**Document passage**
The project will develop the genomics resources and tools required for better stock identification, improved fisheries management, a more effective hatchery system, and growth of the land-based Coho salmon aquaculture industry.
Simon Fraser University scientist Willie Davidson will co-lead the 'Enhancing Production in Coho: Culture, Community, Catch (EPIC4)' project, which is one of 11 successful national projects resulting from the 2014 Large-Scale Applied Research Project Competition: Genomics and Feeding the Future, held by Genome Canada.
Mr Davidson, a professor of molecular biology and biochemistry, and Louis Bernatchez, a Laval University biology professor, are co-leading the $9.9-million project. Genome B.C. and Genome Quebec, along with Genome Canada, Fisheries and Oceans Canada, the Pacific Salmon Foundation and four aquaculture companies, are the project’s main funders.
Fifteen international scientists, including University of Victoria biology professor Ben Koop, who helped conceive the project, will develop and use genomics tools to address the health, environmental, fishing and aquaculture challenges bombarding Coho salmon production, as well as the social implications of the research.

[Stored entries]
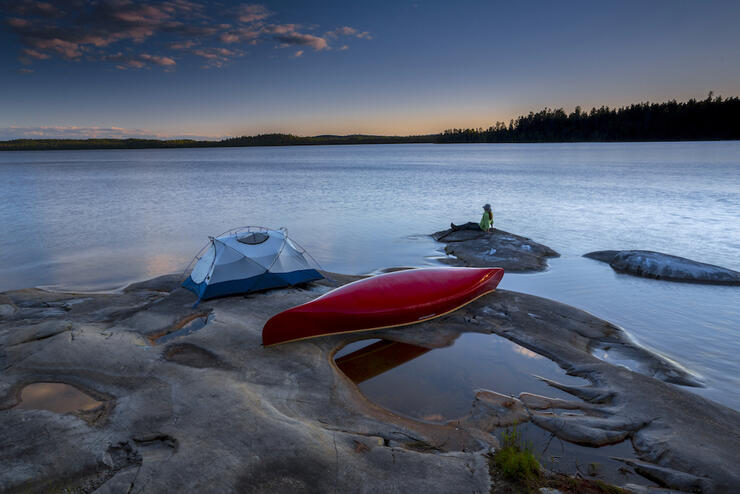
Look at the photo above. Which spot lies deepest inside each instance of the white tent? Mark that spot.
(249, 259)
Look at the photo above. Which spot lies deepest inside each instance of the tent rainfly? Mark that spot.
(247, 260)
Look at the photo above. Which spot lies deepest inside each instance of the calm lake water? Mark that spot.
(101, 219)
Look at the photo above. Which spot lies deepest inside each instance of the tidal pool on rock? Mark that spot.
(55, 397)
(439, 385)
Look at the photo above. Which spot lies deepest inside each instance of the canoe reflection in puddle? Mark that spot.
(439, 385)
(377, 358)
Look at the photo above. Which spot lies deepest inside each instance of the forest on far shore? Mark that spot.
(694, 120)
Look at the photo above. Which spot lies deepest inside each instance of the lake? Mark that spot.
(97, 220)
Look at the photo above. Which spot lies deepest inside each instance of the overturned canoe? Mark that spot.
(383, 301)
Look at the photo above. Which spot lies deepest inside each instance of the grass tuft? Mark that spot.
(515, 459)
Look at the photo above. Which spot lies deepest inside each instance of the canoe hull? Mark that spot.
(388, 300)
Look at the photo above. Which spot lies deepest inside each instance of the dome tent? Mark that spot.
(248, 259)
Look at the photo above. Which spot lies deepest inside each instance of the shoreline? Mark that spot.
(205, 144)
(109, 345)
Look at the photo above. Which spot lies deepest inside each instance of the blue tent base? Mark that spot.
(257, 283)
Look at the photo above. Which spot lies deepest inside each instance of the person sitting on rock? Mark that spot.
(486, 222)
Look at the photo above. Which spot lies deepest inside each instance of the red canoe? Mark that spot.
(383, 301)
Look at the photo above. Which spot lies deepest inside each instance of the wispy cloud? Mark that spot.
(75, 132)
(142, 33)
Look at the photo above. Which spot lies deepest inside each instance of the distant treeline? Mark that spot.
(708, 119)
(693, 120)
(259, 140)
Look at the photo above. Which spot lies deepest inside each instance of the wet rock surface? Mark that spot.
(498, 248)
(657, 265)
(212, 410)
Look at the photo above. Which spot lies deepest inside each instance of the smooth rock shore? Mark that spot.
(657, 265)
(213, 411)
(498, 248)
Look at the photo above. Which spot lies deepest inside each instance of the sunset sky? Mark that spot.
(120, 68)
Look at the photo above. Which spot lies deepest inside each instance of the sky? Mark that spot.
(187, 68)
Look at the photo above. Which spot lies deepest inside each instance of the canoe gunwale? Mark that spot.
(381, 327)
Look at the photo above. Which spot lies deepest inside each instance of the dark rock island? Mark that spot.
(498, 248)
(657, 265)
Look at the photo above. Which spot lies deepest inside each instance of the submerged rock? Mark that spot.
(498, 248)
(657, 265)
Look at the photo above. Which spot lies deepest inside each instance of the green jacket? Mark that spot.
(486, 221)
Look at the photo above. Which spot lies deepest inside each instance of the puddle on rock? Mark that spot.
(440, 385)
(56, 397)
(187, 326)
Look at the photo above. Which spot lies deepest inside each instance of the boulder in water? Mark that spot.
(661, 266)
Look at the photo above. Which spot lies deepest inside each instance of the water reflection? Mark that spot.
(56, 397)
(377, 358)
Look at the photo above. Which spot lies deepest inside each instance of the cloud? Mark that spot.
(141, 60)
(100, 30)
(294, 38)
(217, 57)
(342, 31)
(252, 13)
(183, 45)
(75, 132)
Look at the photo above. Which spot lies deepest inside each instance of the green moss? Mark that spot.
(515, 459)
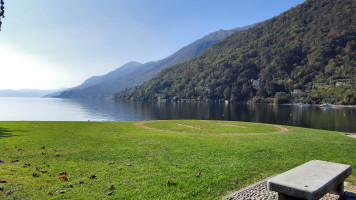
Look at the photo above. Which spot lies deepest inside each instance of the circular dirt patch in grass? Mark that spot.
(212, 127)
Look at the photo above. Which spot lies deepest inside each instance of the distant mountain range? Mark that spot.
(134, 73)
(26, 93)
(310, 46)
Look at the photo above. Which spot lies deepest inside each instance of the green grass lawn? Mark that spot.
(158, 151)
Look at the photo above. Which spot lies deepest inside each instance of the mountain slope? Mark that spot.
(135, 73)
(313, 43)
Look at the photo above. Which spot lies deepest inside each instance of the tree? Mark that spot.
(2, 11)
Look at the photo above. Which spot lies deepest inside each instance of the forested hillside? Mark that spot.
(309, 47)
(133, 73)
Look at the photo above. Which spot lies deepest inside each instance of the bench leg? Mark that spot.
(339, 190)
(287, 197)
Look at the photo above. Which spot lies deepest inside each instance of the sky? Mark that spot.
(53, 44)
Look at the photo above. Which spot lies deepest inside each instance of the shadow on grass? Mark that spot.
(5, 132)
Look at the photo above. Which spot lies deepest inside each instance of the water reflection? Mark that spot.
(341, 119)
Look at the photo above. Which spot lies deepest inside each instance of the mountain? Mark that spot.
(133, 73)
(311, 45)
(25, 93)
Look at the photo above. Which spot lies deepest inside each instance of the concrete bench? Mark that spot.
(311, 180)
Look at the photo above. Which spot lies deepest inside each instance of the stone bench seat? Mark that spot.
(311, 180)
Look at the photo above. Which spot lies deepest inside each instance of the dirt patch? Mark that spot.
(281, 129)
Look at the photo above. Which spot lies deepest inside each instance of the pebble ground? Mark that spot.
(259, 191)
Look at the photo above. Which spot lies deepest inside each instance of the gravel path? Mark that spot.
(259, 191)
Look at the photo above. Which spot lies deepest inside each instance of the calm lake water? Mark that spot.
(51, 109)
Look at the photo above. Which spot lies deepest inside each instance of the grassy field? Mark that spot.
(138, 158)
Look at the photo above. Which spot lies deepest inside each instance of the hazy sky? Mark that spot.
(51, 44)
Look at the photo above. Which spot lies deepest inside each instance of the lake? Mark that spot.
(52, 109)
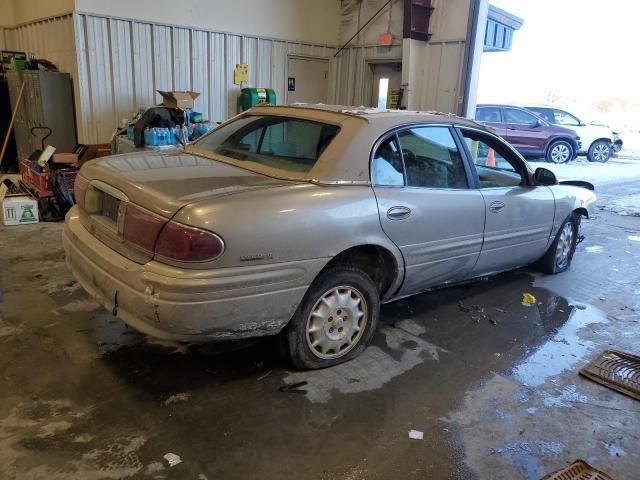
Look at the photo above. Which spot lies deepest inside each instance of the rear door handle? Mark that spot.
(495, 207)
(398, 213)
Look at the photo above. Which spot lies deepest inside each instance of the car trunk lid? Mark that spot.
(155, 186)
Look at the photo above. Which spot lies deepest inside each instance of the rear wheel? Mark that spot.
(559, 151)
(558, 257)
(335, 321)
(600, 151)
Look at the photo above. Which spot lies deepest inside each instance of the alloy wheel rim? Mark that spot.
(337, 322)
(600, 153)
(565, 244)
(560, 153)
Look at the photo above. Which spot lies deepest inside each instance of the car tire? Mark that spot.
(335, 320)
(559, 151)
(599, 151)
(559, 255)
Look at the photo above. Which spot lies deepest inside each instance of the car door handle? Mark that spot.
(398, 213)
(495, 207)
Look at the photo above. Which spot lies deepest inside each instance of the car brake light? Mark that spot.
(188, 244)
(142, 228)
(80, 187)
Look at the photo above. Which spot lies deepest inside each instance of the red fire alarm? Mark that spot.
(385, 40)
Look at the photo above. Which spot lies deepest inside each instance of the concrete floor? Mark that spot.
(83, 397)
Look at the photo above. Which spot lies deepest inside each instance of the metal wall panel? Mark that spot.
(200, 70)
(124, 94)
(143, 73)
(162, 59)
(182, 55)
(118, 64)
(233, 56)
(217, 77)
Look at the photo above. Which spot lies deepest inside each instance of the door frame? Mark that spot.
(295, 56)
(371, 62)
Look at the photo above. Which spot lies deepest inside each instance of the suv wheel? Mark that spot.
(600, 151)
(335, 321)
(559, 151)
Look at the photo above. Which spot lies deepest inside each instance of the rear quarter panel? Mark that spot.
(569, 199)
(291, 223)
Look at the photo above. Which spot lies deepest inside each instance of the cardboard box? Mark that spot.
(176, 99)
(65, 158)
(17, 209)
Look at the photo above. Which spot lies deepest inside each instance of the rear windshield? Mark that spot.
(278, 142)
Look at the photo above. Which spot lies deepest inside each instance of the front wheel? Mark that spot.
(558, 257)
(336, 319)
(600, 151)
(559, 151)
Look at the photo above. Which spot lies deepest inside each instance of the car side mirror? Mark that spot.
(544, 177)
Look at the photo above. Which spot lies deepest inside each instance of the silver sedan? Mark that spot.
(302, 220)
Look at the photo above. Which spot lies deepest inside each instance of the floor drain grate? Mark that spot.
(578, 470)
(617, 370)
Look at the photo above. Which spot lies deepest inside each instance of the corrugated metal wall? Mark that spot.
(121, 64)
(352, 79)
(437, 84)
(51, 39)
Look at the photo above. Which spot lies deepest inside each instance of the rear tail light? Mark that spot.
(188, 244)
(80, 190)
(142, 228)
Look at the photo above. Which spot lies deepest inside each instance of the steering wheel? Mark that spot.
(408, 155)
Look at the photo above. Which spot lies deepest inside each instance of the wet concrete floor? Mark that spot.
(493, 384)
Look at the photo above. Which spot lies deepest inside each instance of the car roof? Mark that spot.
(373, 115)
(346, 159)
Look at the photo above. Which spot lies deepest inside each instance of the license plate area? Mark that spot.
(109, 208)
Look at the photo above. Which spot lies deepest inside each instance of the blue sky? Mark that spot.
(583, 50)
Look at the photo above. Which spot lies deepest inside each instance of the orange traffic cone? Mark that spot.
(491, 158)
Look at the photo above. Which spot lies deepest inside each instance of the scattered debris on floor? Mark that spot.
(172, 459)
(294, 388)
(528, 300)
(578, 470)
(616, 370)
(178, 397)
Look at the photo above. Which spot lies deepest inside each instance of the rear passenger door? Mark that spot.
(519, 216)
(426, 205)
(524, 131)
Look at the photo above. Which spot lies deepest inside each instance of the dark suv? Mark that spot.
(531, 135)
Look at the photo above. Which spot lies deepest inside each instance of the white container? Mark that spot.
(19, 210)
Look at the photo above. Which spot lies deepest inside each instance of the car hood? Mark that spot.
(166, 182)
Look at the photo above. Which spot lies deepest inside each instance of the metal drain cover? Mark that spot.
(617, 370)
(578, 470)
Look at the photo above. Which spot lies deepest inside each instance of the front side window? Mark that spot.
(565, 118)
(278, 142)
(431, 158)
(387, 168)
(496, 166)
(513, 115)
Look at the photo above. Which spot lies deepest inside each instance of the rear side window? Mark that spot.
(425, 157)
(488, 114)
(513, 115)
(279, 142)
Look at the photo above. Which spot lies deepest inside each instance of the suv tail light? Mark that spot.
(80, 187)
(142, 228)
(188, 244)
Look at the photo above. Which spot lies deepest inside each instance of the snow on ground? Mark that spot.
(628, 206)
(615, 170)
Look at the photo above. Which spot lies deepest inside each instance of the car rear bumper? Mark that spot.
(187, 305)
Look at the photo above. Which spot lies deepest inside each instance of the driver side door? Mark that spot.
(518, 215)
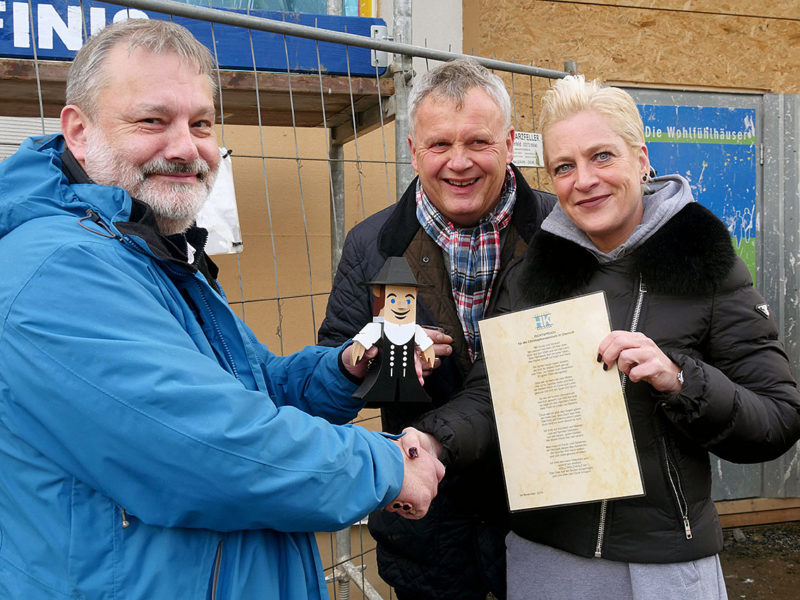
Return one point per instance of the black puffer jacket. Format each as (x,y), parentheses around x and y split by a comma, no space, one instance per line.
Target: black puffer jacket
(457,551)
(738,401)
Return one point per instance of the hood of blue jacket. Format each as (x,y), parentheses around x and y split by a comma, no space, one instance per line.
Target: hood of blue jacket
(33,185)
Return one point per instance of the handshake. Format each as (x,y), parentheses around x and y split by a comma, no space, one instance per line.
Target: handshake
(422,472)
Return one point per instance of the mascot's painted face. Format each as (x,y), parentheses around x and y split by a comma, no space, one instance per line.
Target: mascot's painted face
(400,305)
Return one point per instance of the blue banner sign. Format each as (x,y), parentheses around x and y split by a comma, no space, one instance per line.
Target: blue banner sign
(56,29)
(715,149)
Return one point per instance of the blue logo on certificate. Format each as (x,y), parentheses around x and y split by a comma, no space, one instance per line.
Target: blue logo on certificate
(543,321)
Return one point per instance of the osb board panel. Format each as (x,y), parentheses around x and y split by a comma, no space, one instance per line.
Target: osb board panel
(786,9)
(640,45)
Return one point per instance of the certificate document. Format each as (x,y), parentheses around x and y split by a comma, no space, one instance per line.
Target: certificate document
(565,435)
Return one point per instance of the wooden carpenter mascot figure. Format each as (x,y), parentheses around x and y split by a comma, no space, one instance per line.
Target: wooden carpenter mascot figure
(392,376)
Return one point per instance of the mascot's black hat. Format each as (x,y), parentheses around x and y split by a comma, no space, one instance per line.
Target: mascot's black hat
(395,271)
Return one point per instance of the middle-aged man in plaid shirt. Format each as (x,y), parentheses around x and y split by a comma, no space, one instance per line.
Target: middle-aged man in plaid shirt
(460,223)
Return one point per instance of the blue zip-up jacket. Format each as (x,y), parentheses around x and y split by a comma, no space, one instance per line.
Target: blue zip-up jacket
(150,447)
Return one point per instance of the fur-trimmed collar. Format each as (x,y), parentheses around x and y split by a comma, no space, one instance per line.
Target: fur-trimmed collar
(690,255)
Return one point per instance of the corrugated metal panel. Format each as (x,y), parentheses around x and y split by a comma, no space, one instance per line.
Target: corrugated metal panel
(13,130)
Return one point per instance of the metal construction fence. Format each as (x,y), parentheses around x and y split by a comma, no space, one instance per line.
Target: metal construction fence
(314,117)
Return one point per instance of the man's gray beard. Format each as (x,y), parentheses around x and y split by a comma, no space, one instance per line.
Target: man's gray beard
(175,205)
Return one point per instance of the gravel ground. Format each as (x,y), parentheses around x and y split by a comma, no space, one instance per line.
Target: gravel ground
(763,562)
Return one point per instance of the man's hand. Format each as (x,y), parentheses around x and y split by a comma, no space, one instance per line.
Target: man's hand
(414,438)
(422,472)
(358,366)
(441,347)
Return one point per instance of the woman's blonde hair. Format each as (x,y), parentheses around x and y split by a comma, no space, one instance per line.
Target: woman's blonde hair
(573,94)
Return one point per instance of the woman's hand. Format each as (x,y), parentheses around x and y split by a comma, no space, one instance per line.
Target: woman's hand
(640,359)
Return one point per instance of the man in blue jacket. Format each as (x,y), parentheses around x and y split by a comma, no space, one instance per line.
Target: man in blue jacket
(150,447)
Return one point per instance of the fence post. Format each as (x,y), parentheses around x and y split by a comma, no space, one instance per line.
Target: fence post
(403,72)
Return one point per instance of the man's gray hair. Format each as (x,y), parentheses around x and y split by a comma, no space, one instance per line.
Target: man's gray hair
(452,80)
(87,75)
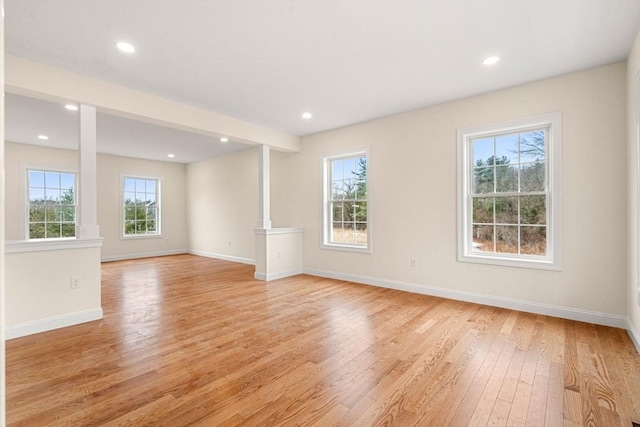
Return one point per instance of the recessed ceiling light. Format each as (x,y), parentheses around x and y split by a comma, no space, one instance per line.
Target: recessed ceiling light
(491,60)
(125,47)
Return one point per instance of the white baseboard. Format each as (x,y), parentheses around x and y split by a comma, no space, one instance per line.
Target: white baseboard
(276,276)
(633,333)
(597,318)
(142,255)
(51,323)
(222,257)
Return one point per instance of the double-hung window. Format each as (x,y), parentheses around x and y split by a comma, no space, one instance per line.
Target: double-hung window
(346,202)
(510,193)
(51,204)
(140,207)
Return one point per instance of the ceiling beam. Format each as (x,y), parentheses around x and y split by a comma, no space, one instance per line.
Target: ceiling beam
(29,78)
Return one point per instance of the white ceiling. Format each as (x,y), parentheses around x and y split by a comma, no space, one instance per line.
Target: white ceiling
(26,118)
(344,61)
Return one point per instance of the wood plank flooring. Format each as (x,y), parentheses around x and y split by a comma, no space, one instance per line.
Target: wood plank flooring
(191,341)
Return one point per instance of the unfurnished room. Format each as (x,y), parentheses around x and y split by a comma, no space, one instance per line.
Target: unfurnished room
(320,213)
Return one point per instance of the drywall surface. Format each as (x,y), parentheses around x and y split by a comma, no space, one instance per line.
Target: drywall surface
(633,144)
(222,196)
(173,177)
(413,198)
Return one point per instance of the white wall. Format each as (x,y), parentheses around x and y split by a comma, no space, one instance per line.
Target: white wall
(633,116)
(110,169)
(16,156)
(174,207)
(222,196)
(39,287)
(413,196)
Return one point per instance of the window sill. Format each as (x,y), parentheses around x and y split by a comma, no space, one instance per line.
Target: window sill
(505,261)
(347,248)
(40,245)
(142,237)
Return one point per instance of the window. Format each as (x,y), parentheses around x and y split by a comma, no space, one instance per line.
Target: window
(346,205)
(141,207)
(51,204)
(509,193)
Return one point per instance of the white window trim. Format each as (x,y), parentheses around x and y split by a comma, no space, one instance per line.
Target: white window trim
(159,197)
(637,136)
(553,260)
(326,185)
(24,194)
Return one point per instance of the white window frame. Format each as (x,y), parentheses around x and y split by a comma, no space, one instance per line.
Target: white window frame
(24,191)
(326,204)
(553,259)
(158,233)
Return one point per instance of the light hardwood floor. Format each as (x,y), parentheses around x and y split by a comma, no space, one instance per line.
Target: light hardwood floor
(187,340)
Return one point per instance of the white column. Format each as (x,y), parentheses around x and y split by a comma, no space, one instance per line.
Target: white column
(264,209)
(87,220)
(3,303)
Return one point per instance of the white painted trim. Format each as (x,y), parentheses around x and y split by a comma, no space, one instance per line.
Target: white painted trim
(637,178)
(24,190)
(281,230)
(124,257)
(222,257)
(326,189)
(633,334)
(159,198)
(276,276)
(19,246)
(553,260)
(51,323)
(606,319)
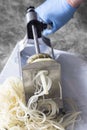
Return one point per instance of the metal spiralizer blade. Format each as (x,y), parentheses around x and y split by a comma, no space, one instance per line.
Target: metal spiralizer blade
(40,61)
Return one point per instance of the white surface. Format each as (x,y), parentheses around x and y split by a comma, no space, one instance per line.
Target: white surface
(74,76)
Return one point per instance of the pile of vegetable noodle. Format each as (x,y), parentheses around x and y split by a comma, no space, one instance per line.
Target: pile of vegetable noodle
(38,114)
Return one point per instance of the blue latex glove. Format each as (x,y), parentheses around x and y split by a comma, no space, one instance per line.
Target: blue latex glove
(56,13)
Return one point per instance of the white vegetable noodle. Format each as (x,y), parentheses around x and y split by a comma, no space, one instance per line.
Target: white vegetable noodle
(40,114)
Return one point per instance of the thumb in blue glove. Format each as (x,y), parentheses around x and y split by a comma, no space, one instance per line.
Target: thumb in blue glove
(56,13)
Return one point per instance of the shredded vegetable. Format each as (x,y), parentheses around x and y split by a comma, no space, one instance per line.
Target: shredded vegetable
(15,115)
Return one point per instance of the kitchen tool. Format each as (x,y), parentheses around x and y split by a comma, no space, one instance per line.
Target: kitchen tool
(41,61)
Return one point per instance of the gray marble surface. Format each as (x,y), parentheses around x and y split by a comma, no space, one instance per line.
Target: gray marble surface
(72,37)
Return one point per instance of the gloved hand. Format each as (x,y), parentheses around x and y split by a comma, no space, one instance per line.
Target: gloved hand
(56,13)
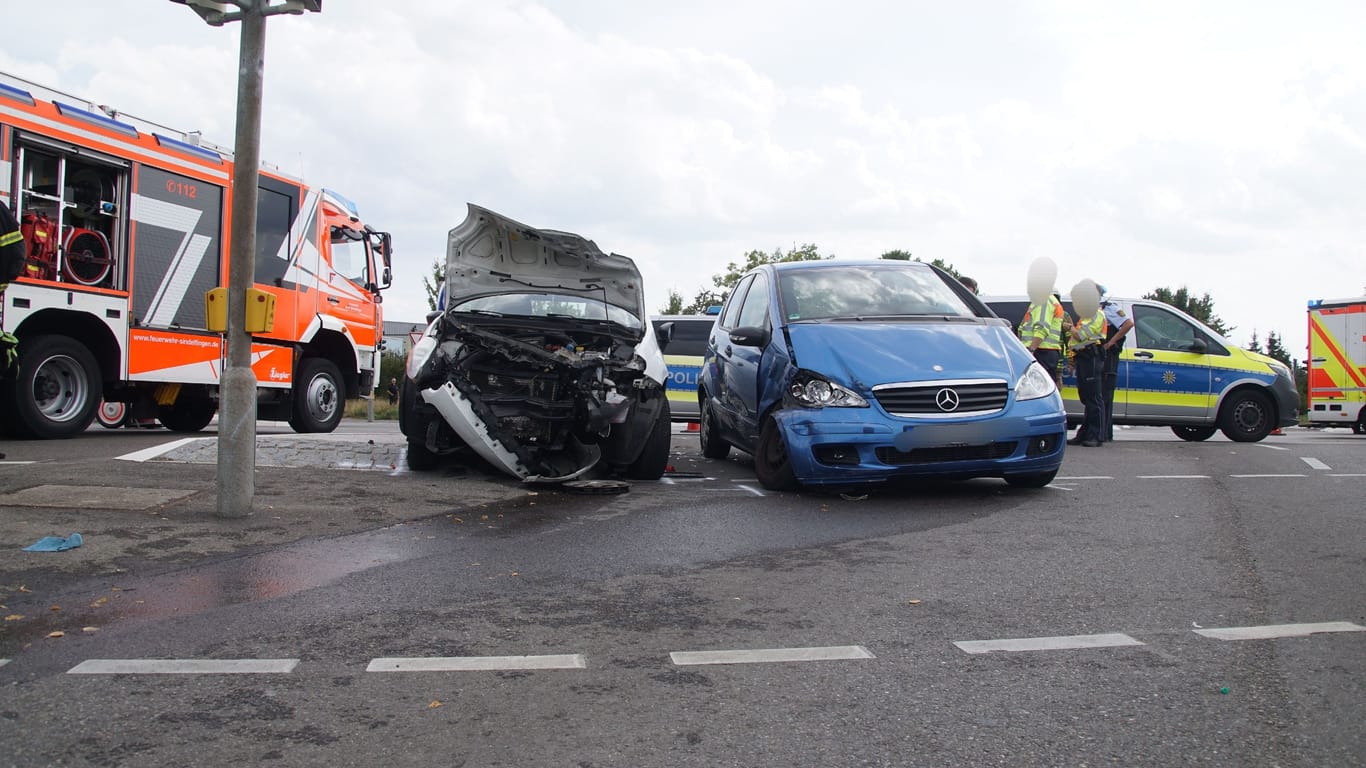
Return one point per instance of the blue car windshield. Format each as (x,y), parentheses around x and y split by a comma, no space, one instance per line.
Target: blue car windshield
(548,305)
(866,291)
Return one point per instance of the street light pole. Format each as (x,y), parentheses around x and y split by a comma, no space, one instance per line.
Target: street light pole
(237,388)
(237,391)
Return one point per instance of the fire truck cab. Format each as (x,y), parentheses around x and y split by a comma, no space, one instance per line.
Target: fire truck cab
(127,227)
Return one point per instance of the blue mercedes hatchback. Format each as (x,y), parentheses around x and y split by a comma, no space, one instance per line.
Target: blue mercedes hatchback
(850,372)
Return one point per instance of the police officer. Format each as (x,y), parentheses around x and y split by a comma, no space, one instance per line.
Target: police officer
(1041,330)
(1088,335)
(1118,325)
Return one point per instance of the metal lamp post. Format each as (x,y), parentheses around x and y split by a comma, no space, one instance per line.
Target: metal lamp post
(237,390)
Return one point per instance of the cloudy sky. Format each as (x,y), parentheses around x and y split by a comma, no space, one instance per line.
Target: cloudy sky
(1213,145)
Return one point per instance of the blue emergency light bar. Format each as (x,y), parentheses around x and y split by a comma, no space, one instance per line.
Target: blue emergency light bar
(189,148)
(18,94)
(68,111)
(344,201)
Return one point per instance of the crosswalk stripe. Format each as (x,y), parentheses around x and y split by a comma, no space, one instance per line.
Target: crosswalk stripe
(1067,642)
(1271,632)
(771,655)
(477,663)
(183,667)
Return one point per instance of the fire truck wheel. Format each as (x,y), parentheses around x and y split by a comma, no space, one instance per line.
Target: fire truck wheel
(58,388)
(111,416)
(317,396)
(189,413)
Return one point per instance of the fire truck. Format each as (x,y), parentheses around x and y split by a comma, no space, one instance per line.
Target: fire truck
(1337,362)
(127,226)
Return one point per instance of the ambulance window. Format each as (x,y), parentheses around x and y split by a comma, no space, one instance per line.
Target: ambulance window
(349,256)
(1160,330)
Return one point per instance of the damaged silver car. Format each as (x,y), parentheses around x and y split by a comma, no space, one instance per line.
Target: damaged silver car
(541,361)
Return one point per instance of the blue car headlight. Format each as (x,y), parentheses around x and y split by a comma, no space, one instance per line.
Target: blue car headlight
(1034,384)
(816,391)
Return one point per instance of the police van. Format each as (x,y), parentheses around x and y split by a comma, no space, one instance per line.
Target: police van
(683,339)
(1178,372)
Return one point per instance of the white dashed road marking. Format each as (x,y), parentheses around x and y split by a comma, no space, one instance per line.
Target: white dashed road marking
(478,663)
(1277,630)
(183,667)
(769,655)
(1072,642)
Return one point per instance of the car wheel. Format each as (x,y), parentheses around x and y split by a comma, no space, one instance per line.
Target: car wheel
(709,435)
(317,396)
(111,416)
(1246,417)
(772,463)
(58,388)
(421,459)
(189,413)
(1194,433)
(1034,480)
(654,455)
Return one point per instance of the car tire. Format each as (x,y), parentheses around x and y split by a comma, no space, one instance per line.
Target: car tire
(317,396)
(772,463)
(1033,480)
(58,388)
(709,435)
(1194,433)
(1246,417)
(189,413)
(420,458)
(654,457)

**Task instructions**
In the passage on the Coho salmon genomics project, what is the total dollar amount of the project?

**The completed task**
The project is worth $9.9 million.